───── Information given ─────
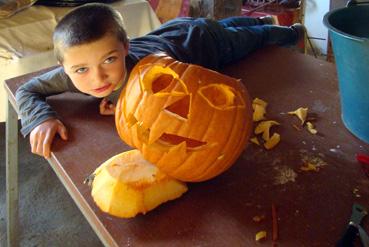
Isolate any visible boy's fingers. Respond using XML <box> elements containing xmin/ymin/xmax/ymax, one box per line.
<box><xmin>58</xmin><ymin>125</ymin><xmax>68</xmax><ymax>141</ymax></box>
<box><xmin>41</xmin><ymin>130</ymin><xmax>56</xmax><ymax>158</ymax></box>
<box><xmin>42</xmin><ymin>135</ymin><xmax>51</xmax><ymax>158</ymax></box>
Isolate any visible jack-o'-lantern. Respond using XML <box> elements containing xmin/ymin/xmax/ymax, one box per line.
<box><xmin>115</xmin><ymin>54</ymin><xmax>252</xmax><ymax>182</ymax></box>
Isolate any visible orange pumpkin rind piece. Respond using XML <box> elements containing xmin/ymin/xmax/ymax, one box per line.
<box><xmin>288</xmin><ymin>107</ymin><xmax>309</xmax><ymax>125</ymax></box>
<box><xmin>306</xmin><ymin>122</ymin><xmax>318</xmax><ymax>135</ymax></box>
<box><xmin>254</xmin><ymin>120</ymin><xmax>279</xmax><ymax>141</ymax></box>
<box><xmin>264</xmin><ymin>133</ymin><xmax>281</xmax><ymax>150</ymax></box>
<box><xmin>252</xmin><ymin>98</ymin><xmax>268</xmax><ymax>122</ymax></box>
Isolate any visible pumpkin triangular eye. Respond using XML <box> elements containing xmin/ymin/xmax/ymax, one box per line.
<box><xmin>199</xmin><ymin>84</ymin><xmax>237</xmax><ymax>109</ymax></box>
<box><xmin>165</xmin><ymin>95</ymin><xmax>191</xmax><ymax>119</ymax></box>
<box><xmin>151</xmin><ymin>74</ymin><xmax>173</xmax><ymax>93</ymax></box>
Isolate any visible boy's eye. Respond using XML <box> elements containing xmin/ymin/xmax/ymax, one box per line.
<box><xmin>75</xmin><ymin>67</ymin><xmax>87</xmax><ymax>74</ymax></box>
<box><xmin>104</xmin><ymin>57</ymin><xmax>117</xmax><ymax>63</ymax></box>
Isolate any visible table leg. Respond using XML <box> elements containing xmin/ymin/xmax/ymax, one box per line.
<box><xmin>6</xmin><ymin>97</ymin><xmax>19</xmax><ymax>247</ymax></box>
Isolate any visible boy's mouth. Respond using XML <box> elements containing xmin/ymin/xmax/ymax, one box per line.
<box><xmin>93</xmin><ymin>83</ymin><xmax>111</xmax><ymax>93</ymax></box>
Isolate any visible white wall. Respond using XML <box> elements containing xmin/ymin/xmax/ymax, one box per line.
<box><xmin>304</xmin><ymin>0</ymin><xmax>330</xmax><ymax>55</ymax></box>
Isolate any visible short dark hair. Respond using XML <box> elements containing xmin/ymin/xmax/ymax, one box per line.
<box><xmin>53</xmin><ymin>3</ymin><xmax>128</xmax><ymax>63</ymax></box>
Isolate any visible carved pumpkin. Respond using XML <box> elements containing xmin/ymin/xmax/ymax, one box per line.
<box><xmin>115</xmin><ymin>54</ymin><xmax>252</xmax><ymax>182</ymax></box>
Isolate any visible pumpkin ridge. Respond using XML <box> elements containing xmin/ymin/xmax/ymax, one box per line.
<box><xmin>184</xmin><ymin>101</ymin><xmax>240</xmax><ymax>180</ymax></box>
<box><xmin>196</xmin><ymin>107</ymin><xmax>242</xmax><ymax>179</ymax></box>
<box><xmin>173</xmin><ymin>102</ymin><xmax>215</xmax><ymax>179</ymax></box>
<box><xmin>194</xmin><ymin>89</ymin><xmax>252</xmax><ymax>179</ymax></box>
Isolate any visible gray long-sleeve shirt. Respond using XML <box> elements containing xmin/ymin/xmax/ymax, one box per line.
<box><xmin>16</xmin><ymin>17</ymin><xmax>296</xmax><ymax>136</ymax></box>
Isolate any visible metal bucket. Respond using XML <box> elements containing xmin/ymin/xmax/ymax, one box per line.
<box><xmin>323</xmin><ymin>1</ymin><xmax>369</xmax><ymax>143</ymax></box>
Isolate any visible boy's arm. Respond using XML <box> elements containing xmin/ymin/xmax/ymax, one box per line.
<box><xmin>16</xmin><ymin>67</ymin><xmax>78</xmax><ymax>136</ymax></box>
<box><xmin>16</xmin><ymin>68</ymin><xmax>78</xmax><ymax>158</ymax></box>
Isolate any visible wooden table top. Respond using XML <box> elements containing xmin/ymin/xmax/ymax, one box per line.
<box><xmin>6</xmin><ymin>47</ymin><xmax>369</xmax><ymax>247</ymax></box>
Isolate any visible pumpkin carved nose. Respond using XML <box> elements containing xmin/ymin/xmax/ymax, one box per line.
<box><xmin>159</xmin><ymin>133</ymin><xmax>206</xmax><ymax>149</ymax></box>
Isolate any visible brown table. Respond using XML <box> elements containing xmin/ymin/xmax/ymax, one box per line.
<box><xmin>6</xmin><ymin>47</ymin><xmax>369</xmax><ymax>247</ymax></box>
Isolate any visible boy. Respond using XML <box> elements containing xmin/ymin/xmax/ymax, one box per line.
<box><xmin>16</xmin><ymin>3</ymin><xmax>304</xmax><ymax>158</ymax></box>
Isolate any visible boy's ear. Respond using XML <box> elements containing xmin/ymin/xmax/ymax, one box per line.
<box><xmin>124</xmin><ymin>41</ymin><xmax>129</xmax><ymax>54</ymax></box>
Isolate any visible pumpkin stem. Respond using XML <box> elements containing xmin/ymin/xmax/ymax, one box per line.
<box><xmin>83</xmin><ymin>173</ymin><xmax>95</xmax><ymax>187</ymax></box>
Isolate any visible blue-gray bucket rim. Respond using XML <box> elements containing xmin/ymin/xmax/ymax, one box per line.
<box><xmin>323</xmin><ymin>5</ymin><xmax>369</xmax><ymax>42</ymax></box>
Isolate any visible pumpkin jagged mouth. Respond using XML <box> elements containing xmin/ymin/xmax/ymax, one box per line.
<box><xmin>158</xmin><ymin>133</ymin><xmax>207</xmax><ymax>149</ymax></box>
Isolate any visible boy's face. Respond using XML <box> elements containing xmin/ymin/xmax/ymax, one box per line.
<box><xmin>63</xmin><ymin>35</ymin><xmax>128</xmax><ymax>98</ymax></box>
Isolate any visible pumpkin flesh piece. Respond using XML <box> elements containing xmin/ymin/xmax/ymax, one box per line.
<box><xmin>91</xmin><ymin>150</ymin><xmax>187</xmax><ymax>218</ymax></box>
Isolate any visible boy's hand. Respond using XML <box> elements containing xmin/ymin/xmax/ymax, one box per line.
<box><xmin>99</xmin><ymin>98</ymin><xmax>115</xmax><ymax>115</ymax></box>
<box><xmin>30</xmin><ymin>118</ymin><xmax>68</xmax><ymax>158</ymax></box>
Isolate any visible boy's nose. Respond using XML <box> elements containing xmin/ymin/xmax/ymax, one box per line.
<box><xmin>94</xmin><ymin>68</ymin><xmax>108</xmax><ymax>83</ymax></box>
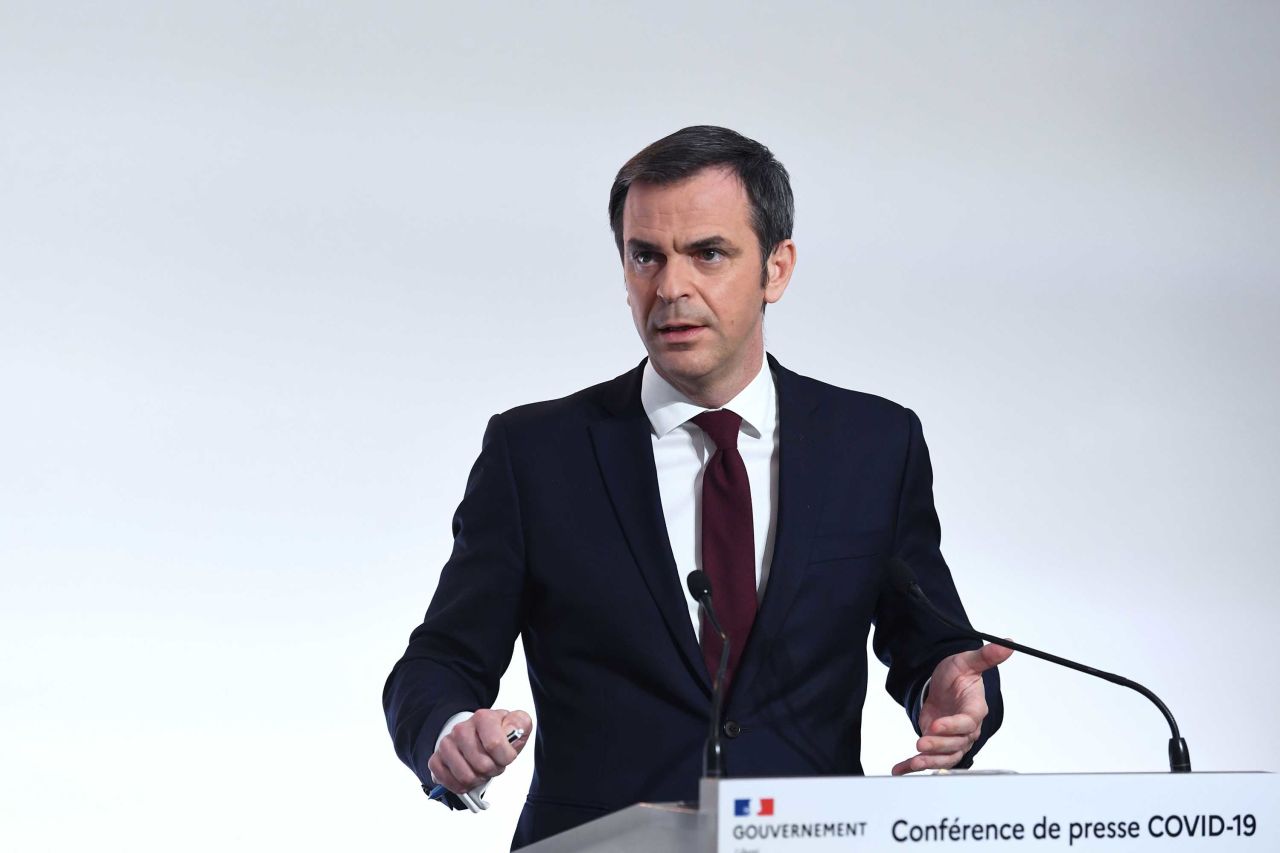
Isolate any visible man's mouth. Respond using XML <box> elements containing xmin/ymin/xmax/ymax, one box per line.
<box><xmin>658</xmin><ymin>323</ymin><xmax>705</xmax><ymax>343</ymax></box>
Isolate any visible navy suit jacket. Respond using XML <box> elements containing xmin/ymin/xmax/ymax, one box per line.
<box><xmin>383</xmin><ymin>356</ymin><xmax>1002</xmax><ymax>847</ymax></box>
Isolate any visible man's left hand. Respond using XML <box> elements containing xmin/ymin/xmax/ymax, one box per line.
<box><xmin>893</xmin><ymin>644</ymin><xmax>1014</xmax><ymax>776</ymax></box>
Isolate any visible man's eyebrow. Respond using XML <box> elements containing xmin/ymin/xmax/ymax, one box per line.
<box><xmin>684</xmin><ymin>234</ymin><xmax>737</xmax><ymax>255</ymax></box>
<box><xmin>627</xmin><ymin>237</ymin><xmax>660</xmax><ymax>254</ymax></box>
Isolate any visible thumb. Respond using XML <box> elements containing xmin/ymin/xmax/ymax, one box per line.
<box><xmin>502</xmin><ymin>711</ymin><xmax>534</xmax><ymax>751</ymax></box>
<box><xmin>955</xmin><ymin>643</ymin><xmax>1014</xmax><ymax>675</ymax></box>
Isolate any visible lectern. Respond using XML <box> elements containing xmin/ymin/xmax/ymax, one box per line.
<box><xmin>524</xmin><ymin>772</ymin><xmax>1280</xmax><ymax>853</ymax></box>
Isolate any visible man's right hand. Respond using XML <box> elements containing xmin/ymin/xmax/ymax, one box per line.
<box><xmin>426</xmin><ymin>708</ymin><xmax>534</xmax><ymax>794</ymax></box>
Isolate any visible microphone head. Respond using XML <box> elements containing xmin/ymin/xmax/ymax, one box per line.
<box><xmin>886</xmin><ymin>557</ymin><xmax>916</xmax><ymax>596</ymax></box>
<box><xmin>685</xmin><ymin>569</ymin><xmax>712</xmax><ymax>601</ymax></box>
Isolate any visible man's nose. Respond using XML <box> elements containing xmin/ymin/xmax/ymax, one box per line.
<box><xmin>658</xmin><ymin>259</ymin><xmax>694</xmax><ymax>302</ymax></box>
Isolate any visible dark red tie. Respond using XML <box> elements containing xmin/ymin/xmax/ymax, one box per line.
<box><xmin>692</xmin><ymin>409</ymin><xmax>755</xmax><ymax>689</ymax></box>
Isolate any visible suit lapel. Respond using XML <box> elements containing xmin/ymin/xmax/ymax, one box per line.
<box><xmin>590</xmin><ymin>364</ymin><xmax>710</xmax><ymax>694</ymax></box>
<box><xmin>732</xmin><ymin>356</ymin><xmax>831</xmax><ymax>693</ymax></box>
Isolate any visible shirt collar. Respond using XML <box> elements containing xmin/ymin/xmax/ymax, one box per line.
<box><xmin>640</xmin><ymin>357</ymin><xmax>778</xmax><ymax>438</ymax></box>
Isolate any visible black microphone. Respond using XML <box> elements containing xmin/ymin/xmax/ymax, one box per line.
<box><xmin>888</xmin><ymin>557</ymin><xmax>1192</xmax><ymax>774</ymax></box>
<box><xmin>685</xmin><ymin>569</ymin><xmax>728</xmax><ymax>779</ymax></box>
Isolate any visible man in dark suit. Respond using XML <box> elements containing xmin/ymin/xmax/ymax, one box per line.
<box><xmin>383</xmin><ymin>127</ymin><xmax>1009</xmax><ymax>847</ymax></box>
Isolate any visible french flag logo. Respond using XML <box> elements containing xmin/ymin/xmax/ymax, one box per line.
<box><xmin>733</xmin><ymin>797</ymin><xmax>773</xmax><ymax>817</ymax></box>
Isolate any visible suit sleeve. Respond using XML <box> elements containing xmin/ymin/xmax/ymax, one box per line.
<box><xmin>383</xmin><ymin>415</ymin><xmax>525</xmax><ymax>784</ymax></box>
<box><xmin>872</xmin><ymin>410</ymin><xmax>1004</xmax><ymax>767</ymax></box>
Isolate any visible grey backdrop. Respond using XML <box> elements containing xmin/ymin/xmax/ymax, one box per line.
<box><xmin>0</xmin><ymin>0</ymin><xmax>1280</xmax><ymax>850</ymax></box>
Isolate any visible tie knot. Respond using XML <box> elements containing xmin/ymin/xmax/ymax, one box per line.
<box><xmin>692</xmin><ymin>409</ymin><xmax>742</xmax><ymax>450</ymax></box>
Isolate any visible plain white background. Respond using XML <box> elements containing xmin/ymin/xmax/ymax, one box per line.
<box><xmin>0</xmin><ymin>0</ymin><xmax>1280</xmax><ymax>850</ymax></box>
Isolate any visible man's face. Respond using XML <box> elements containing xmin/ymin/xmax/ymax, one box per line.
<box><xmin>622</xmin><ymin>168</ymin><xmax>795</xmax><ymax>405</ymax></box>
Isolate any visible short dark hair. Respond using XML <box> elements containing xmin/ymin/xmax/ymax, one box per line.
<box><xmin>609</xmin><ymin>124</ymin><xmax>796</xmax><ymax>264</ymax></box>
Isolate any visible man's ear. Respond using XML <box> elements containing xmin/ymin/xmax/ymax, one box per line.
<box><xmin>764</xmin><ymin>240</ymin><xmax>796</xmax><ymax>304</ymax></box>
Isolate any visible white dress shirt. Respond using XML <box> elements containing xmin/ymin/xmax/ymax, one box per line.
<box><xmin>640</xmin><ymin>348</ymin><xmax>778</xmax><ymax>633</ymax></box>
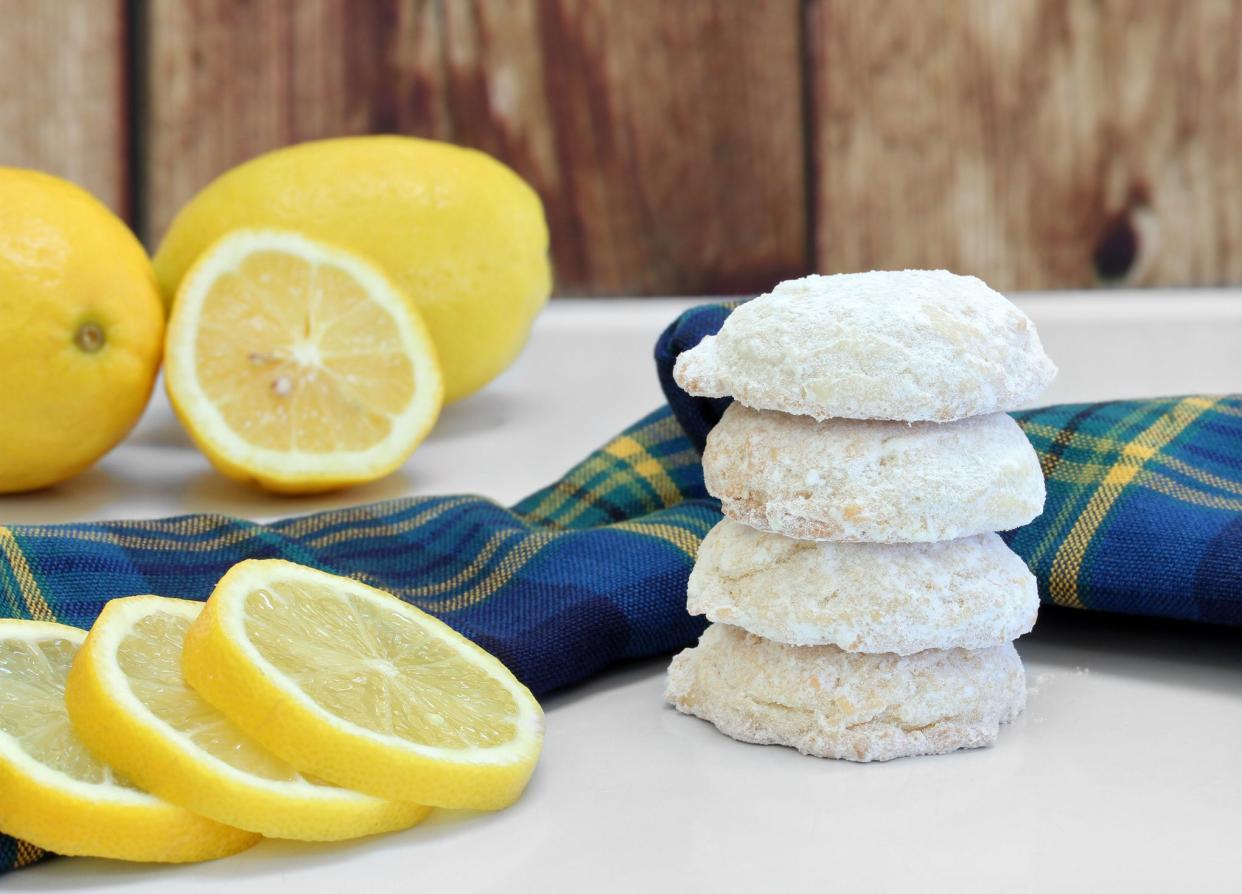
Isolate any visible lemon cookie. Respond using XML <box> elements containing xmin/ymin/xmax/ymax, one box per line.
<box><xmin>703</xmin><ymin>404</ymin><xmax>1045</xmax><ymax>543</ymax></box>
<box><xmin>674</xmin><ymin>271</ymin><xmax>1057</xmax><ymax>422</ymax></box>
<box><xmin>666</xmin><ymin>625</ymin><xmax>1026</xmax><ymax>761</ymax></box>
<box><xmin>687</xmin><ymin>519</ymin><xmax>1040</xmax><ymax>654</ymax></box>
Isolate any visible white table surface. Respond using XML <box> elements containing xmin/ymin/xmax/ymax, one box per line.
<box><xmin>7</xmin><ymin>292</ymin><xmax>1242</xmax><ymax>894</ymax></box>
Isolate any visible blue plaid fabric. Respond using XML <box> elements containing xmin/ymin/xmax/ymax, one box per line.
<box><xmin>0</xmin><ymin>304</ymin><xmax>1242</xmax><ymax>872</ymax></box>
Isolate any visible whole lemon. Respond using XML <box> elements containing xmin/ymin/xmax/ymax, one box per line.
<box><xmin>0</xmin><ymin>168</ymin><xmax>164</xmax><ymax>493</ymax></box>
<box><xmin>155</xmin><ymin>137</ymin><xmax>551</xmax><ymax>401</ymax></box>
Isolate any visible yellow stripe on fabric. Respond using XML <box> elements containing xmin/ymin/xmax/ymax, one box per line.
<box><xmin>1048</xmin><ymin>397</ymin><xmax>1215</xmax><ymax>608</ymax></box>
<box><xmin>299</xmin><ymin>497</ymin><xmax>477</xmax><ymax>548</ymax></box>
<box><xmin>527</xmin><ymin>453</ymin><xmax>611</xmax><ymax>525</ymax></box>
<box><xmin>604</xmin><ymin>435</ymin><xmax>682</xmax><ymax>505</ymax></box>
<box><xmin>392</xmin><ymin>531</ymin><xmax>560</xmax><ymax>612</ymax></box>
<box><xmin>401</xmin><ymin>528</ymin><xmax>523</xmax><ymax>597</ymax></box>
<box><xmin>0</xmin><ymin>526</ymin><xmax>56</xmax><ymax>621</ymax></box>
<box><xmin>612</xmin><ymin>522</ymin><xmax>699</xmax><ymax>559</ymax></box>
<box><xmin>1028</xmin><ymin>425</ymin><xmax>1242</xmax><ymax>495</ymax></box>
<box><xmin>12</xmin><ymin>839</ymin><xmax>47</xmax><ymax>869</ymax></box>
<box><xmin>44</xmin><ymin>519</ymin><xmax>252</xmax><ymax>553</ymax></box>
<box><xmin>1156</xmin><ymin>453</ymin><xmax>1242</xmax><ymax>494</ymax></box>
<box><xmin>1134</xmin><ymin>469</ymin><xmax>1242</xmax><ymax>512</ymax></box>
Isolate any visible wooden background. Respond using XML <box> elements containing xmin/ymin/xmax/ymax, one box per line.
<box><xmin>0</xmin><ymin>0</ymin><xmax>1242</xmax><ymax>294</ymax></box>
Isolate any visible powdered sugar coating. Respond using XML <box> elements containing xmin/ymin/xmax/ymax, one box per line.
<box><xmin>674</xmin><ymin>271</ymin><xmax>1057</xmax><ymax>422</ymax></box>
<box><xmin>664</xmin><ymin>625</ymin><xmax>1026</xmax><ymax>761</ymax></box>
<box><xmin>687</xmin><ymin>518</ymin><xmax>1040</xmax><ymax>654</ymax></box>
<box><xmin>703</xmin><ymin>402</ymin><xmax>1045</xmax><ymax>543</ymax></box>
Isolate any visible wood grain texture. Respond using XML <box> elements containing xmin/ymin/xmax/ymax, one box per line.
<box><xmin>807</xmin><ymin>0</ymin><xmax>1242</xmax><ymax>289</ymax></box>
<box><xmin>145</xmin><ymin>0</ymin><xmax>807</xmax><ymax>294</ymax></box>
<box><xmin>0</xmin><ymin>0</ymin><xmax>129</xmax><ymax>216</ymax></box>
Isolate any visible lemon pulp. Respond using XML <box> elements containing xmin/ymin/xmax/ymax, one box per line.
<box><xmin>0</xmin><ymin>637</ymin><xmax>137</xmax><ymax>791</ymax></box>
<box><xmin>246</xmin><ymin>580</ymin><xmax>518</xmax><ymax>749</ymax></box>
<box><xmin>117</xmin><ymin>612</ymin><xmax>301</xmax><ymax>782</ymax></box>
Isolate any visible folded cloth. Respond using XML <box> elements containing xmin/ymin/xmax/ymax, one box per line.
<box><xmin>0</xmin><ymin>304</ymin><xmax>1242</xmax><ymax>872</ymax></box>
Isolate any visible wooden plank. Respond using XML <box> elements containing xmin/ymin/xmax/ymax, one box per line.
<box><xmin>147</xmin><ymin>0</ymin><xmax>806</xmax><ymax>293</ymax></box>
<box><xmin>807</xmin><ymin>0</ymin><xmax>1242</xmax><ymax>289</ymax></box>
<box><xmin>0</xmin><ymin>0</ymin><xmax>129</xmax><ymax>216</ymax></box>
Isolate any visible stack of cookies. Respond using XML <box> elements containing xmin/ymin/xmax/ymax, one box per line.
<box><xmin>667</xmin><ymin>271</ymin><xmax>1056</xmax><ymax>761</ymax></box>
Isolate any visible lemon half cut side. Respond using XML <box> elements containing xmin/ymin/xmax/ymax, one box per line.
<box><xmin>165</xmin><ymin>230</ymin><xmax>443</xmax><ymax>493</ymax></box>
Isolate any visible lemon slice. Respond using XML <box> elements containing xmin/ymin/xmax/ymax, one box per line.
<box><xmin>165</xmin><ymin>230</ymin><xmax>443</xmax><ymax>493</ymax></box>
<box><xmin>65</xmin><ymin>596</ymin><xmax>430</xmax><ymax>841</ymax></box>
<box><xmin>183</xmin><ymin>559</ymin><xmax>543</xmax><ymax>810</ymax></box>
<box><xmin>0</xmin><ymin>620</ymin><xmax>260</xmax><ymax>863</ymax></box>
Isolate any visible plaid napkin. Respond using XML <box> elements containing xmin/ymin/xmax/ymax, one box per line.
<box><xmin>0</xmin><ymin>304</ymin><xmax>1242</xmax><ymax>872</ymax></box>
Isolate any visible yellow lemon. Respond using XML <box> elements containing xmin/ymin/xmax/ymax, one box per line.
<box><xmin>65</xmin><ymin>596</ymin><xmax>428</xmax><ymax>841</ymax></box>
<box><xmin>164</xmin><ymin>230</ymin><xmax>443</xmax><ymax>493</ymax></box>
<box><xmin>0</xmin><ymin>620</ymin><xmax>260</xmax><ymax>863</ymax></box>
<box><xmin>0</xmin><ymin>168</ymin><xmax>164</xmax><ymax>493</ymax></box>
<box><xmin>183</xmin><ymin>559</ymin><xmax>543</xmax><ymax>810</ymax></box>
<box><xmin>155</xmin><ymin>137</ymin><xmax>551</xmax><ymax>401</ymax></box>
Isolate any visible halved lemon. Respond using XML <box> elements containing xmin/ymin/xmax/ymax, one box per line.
─────
Exercise prompt: Copy out the lines above word for word, from the line containing "Isolate any visible lemon slice." through the last line of the material, both included.

Task solution:
Isolate any visible lemon slice. Respond using XML <box> elements containing xmin/ymin/xmax/ymax, one box per line.
<box><xmin>165</xmin><ymin>230</ymin><xmax>443</xmax><ymax>493</ymax></box>
<box><xmin>65</xmin><ymin>596</ymin><xmax>430</xmax><ymax>841</ymax></box>
<box><xmin>183</xmin><ymin>559</ymin><xmax>543</xmax><ymax>810</ymax></box>
<box><xmin>0</xmin><ymin>620</ymin><xmax>260</xmax><ymax>863</ymax></box>
Isolate any visible plaid napkin. Respond using XML <box> elements containing xmin/ymin/xmax/ymax, one box per line.
<box><xmin>0</xmin><ymin>304</ymin><xmax>1242</xmax><ymax>872</ymax></box>
Isolate any visible yellow lemon. Respond using XML <box> elements containing xmin/ymin/xmax/ymax, one box per line.
<box><xmin>65</xmin><ymin>596</ymin><xmax>428</xmax><ymax>841</ymax></box>
<box><xmin>164</xmin><ymin>230</ymin><xmax>443</xmax><ymax>493</ymax></box>
<box><xmin>0</xmin><ymin>620</ymin><xmax>260</xmax><ymax>863</ymax></box>
<box><xmin>0</xmin><ymin>168</ymin><xmax>164</xmax><ymax>493</ymax></box>
<box><xmin>183</xmin><ymin>559</ymin><xmax>543</xmax><ymax>810</ymax></box>
<box><xmin>155</xmin><ymin>137</ymin><xmax>551</xmax><ymax>401</ymax></box>
Isolate any visible halved lemon. Respond using XML <box> elements containing xmin/ymin/xmax/ymax, one box per line.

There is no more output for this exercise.